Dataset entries

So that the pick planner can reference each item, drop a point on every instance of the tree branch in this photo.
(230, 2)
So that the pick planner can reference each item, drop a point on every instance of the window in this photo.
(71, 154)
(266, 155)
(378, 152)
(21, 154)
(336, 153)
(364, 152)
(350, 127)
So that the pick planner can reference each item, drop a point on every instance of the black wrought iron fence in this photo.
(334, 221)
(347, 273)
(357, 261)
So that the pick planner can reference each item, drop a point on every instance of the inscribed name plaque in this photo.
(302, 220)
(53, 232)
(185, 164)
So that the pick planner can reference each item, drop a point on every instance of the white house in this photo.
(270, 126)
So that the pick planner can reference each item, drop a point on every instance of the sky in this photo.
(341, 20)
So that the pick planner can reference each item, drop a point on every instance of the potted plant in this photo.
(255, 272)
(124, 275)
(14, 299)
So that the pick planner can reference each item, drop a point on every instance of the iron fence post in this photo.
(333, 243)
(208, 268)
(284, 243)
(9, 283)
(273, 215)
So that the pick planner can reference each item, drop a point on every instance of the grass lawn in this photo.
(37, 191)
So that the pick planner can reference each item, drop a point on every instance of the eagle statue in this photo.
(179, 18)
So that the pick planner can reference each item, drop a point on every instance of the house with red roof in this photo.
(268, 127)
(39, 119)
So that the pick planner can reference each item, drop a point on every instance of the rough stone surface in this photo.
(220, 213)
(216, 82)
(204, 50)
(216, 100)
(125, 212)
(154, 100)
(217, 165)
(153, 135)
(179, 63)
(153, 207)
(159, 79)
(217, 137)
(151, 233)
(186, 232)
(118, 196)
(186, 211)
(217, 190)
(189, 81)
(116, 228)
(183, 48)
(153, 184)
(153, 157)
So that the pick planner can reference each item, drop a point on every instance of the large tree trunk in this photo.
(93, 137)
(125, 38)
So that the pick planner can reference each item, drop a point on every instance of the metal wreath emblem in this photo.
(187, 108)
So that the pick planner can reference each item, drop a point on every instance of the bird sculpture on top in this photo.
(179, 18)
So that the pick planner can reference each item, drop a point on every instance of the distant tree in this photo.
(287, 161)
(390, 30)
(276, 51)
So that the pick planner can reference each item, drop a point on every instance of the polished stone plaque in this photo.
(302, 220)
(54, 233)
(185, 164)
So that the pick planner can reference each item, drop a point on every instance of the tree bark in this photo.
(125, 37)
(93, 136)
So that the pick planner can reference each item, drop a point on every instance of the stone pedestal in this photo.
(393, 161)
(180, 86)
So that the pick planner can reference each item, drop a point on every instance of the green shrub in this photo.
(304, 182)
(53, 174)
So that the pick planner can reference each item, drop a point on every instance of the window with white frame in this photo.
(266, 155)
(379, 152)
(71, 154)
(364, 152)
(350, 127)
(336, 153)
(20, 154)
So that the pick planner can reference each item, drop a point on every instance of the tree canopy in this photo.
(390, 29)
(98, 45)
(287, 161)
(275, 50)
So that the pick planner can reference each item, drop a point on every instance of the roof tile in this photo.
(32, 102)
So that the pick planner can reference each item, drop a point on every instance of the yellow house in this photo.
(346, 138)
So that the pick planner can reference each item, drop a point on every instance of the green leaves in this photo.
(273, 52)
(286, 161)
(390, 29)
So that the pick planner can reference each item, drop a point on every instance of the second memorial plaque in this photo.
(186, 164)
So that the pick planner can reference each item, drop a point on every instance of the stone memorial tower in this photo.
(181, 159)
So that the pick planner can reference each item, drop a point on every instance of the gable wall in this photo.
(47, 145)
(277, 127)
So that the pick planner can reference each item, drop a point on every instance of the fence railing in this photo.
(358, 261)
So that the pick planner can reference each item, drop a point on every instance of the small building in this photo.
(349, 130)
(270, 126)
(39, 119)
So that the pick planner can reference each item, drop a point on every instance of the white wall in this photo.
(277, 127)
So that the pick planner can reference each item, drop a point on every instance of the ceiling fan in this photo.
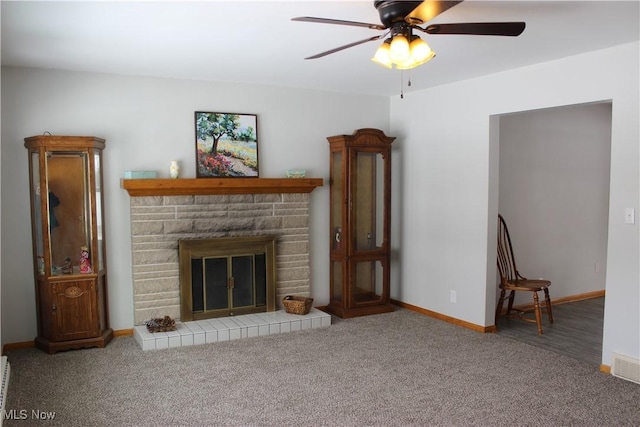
(399, 18)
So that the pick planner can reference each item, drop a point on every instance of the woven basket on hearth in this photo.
(161, 324)
(297, 305)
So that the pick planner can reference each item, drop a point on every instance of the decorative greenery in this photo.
(214, 165)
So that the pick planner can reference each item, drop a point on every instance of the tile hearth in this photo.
(230, 328)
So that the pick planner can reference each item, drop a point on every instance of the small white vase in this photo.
(174, 169)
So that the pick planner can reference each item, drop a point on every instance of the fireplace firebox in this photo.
(226, 276)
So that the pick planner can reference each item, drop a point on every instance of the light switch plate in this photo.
(629, 216)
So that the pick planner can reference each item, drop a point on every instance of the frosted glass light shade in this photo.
(399, 49)
(381, 56)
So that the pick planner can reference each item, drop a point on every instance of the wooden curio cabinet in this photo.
(360, 204)
(67, 222)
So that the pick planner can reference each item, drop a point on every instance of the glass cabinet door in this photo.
(337, 204)
(368, 200)
(69, 212)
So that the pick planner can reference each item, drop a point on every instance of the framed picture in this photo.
(226, 145)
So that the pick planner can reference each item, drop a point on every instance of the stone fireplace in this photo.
(226, 276)
(163, 212)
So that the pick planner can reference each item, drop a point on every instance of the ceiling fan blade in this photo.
(427, 10)
(337, 49)
(478, 28)
(338, 22)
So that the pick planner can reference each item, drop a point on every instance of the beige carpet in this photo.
(393, 369)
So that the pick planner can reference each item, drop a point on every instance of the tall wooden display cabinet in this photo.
(67, 221)
(360, 203)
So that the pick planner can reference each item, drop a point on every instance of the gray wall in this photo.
(147, 122)
(554, 194)
(447, 186)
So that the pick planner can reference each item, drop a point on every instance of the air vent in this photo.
(626, 368)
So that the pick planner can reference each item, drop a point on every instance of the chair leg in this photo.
(499, 307)
(548, 301)
(512, 297)
(536, 308)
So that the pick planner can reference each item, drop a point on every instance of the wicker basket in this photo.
(161, 324)
(297, 305)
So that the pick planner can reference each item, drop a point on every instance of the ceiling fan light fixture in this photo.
(420, 51)
(381, 56)
(399, 50)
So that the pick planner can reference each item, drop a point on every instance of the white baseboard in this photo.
(4, 384)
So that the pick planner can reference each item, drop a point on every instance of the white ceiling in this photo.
(256, 42)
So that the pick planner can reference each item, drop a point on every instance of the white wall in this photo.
(147, 122)
(554, 194)
(449, 194)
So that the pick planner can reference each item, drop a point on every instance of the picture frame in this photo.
(226, 145)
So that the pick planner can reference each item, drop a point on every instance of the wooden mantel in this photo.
(207, 186)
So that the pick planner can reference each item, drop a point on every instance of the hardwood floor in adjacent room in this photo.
(576, 330)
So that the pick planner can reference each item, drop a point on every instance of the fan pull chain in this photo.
(402, 83)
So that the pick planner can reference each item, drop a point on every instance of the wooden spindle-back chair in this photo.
(511, 280)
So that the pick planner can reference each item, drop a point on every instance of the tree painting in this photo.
(226, 144)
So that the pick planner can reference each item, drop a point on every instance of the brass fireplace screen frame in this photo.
(225, 247)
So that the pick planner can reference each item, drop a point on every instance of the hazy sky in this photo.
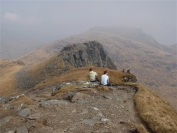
(51, 20)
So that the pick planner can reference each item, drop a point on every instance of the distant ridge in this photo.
(72, 56)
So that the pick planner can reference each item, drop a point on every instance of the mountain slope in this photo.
(129, 48)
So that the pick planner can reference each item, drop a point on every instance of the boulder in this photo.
(79, 96)
(88, 53)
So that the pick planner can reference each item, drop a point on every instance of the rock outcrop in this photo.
(88, 53)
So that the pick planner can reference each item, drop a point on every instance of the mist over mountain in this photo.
(16, 43)
(129, 48)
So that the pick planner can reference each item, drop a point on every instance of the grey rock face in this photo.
(5, 120)
(22, 129)
(25, 112)
(88, 53)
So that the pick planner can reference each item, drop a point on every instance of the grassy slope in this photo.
(157, 114)
(131, 51)
(7, 77)
(81, 74)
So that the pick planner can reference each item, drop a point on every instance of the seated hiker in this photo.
(92, 76)
(105, 79)
(128, 71)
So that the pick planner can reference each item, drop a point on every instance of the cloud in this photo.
(10, 17)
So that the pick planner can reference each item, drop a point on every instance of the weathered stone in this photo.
(107, 97)
(88, 53)
(89, 122)
(79, 96)
(34, 116)
(5, 120)
(10, 132)
(100, 114)
(22, 129)
(53, 102)
(85, 111)
(25, 112)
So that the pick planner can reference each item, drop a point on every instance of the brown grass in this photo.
(7, 78)
(159, 116)
(139, 127)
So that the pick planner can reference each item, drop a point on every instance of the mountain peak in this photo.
(87, 53)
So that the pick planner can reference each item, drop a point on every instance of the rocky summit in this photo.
(88, 53)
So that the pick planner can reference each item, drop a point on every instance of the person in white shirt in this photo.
(93, 76)
(105, 79)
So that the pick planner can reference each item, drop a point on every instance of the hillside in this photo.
(129, 48)
(56, 96)
(64, 103)
(8, 69)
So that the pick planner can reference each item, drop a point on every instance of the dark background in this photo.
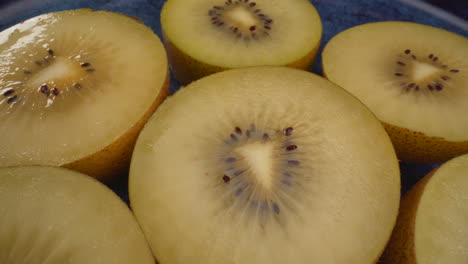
(457, 7)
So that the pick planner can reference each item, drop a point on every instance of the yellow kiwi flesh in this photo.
(413, 77)
(264, 165)
(204, 37)
(55, 216)
(431, 227)
(76, 87)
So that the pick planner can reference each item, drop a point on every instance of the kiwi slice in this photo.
(413, 77)
(76, 88)
(203, 37)
(264, 165)
(54, 215)
(432, 225)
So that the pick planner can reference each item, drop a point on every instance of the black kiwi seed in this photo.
(226, 179)
(294, 162)
(8, 92)
(12, 99)
(276, 208)
(230, 159)
(291, 147)
(55, 91)
(233, 137)
(44, 89)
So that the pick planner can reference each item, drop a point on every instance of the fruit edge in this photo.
(413, 146)
(401, 246)
(187, 69)
(113, 160)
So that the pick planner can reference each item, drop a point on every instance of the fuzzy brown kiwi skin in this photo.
(412, 146)
(187, 69)
(401, 248)
(113, 161)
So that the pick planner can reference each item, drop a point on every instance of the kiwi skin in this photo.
(113, 161)
(401, 246)
(187, 69)
(412, 146)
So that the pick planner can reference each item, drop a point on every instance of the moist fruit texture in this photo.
(431, 226)
(203, 37)
(54, 215)
(414, 78)
(264, 165)
(76, 88)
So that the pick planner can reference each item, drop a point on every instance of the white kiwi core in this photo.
(264, 165)
(259, 159)
(70, 84)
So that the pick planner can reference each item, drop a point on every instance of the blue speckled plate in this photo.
(337, 15)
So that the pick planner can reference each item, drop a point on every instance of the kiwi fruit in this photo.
(264, 165)
(54, 215)
(76, 88)
(431, 226)
(413, 77)
(204, 37)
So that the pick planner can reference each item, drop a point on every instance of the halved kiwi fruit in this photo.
(76, 88)
(413, 77)
(431, 227)
(264, 165)
(203, 37)
(54, 215)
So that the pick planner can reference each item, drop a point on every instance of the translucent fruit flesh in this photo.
(71, 86)
(413, 77)
(264, 165)
(55, 216)
(209, 36)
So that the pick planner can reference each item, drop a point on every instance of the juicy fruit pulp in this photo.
(55, 216)
(75, 93)
(204, 37)
(264, 165)
(413, 77)
(432, 224)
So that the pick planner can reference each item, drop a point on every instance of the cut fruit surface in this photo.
(208, 36)
(432, 225)
(55, 216)
(413, 77)
(75, 89)
(264, 165)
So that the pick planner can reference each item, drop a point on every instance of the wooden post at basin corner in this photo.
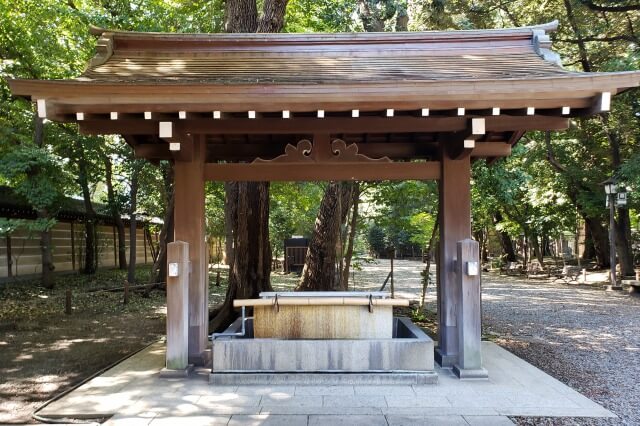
(455, 225)
(177, 310)
(189, 219)
(469, 365)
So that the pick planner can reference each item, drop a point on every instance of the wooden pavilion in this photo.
(284, 107)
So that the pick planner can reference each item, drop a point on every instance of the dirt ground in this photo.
(579, 334)
(43, 351)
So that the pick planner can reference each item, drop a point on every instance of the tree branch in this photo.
(601, 8)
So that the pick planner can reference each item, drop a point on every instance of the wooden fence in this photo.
(20, 251)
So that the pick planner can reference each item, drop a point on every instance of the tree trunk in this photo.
(537, 250)
(250, 266)
(46, 253)
(133, 196)
(230, 214)
(505, 240)
(319, 272)
(251, 269)
(589, 252)
(623, 224)
(115, 213)
(352, 235)
(90, 258)
(427, 269)
(623, 237)
(159, 269)
(600, 241)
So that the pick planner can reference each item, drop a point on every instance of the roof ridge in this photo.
(546, 27)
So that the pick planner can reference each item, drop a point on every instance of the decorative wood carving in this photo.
(303, 152)
(349, 154)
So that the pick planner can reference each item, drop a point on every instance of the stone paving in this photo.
(133, 393)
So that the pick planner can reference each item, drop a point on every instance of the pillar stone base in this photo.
(202, 359)
(470, 374)
(445, 360)
(169, 373)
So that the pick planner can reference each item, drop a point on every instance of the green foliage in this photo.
(377, 240)
(404, 211)
(292, 211)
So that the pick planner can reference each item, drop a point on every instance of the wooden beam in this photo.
(190, 227)
(250, 151)
(398, 124)
(491, 149)
(461, 144)
(309, 172)
(455, 225)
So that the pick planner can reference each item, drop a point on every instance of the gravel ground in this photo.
(581, 335)
(584, 337)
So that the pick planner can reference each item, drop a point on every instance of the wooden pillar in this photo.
(189, 227)
(73, 248)
(9, 256)
(455, 225)
(115, 247)
(469, 365)
(177, 306)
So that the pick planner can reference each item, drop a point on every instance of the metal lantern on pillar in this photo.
(622, 196)
(610, 186)
(611, 189)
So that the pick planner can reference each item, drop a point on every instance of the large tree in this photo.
(248, 202)
(320, 271)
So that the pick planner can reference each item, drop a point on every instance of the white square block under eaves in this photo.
(165, 129)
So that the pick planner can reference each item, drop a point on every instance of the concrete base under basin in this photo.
(407, 358)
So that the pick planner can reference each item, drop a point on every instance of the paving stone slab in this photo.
(291, 401)
(269, 420)
(202, 420)
(354, 401)
(426, 420)
(325, 390)
(230, 399)
(369, 411)
(347, 420)
(421, 401)
(265, 390)
(488, 420)
(404, 390)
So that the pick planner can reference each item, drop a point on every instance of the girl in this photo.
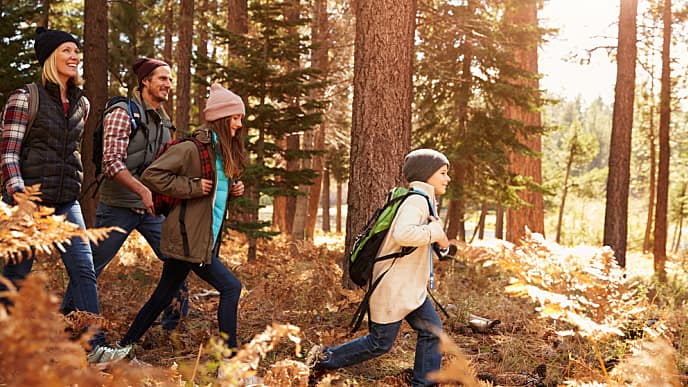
(401, 294)
(47, 153)
(178, 173)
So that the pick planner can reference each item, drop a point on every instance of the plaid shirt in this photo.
(116, 130)
(15, 118)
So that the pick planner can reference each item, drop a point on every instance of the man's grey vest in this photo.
(152, 133)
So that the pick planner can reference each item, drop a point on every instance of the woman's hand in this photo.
(206, 186)
(237, 188)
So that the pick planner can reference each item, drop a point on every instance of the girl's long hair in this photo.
(231, 148)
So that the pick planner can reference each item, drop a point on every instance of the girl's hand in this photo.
(237, 188)
(206, 186)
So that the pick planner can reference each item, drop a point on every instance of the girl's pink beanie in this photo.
(222, 103)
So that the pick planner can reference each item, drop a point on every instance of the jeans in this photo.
(174, 273)
(79, 264)
(380, 339)
(149, 227)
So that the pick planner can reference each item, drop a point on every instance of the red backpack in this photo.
(164, 203)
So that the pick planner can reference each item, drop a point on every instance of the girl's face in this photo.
(67, 60)
(235, 123)
(440, 180)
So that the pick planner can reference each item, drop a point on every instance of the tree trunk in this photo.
(562, 205)
(381, 114)
(499, 222)
(167, 52)
(95, 74)
(616, 210)
(660, 234)
(532, 215)
(184, 44)
(338, 206)
(652, 184)
(202, 52)
(320, 62)
(326, 201)
(237, 17)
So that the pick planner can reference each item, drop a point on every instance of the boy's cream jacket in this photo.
(403, 288)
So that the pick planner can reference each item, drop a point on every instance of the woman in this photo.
(48, 154)
(402, 294)
(178, 173)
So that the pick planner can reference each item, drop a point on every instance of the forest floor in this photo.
(300, 283)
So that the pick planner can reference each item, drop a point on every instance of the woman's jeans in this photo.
(150, 227)
(380, 339)
(174, 273)
(79, 264)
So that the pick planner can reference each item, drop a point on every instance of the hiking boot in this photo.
(314, 355)
(105, 354)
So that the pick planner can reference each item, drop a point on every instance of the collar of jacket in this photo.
(425, 188)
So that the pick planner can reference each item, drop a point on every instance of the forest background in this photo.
(323, 109)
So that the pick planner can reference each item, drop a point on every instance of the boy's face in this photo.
(440, 179)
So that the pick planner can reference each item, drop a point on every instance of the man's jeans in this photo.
(174, 273)
(149, 227)
(381, 337)
(79, 264)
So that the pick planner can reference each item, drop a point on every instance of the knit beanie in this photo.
(421, 164)
(145, 66)
(222, 103)
(47, 41)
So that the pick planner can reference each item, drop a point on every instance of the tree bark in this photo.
(660, 235)
(96, 89)
(184, 44)
(532, 215)
(616, 210)
(381, 114)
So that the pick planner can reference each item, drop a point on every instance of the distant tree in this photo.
(96, 77)
(660, 232)
(18, 65)
(616, 210)
(383, 61)
(183, 51)
(527, 165)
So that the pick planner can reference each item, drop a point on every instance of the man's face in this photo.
(156, 87)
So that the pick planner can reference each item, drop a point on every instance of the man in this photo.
(124, 201)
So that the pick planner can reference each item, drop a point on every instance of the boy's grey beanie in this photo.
(420, 164)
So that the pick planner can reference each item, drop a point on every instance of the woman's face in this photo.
(67, 60)
(440, 180)
(235, 123)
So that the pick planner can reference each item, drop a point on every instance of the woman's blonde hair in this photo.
(231, 148)
(50, 73)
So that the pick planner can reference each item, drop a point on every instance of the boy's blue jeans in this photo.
(149, 227)
(381, 337)
(174, 273)
(79, 264)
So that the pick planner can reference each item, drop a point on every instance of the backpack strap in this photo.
(206, 173)
(33, 105)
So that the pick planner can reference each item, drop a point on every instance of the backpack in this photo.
(164, 203)
(364, 253)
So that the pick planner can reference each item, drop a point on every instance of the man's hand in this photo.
(237, 188)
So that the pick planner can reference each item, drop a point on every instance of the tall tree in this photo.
(320, 38)
(96, 77)
(660, 232)
(616, 209)
(383, 63)
(184, 46)
(532, 215)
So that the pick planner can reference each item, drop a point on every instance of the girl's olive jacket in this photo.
(177, 173)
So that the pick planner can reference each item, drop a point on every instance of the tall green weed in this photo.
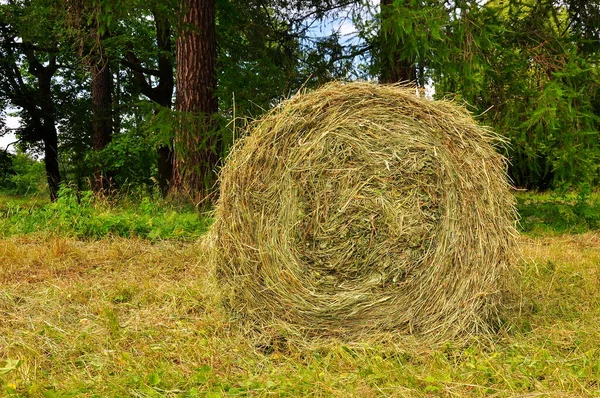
(81, 214)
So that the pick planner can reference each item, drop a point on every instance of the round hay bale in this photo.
(359, 209)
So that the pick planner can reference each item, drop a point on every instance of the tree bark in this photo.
(197, 147)
(162, 93)
(394, 68)
(46, 119)
(102, 118)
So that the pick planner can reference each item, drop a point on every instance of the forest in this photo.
(121, 231)
(106, 101)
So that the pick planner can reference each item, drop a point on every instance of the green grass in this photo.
(83, 216)
(125, 317)
(558, 213)
(125, 313)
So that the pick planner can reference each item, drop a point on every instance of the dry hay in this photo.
(360, 209)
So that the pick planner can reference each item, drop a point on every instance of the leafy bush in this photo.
(80, 214)
(559, 212)
(22, 175)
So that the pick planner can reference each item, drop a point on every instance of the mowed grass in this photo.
(126, 317)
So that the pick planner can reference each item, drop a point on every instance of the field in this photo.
(139, 315)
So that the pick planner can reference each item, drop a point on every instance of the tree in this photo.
(93, 22)
(25, 49)
(197, 145)
(162, 92)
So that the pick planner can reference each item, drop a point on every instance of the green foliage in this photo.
(80, 214)
(522, 65)
(559, 212)
(24, 176)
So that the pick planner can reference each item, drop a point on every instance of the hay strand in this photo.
(359, 209)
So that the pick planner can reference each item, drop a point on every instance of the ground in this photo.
(128, 317)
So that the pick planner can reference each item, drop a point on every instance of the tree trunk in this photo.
(394, 68)
(164, 92)
(161, 94)
(49, 133)
(102, 119)
(197, 147)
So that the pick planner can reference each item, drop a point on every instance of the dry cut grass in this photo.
(123, 317)
(359, 210)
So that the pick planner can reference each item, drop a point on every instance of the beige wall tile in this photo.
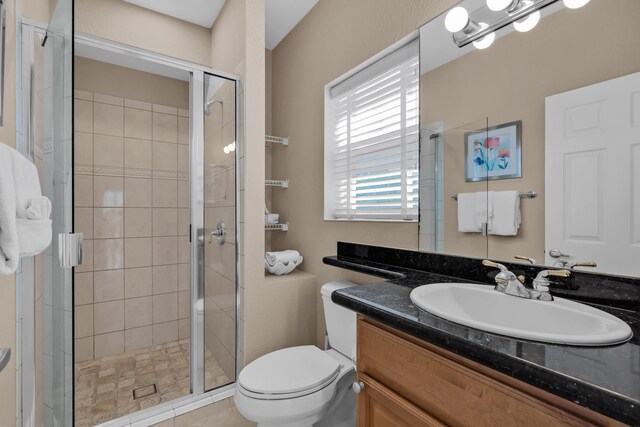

◆ Task goal: Report every line of the entries above that contains the string "grey", with case taken into account.

◆ Correct response:
So that the pick planner can reference each item, drop a point on every instance of the grey rock face in this photo.
So that the pick planner can reference each item, drop a point on every instance of the man's grey vest in this photo.
So that the pick planner can reference each item, drop a point on every instance of the boy's grey beanie in this photo.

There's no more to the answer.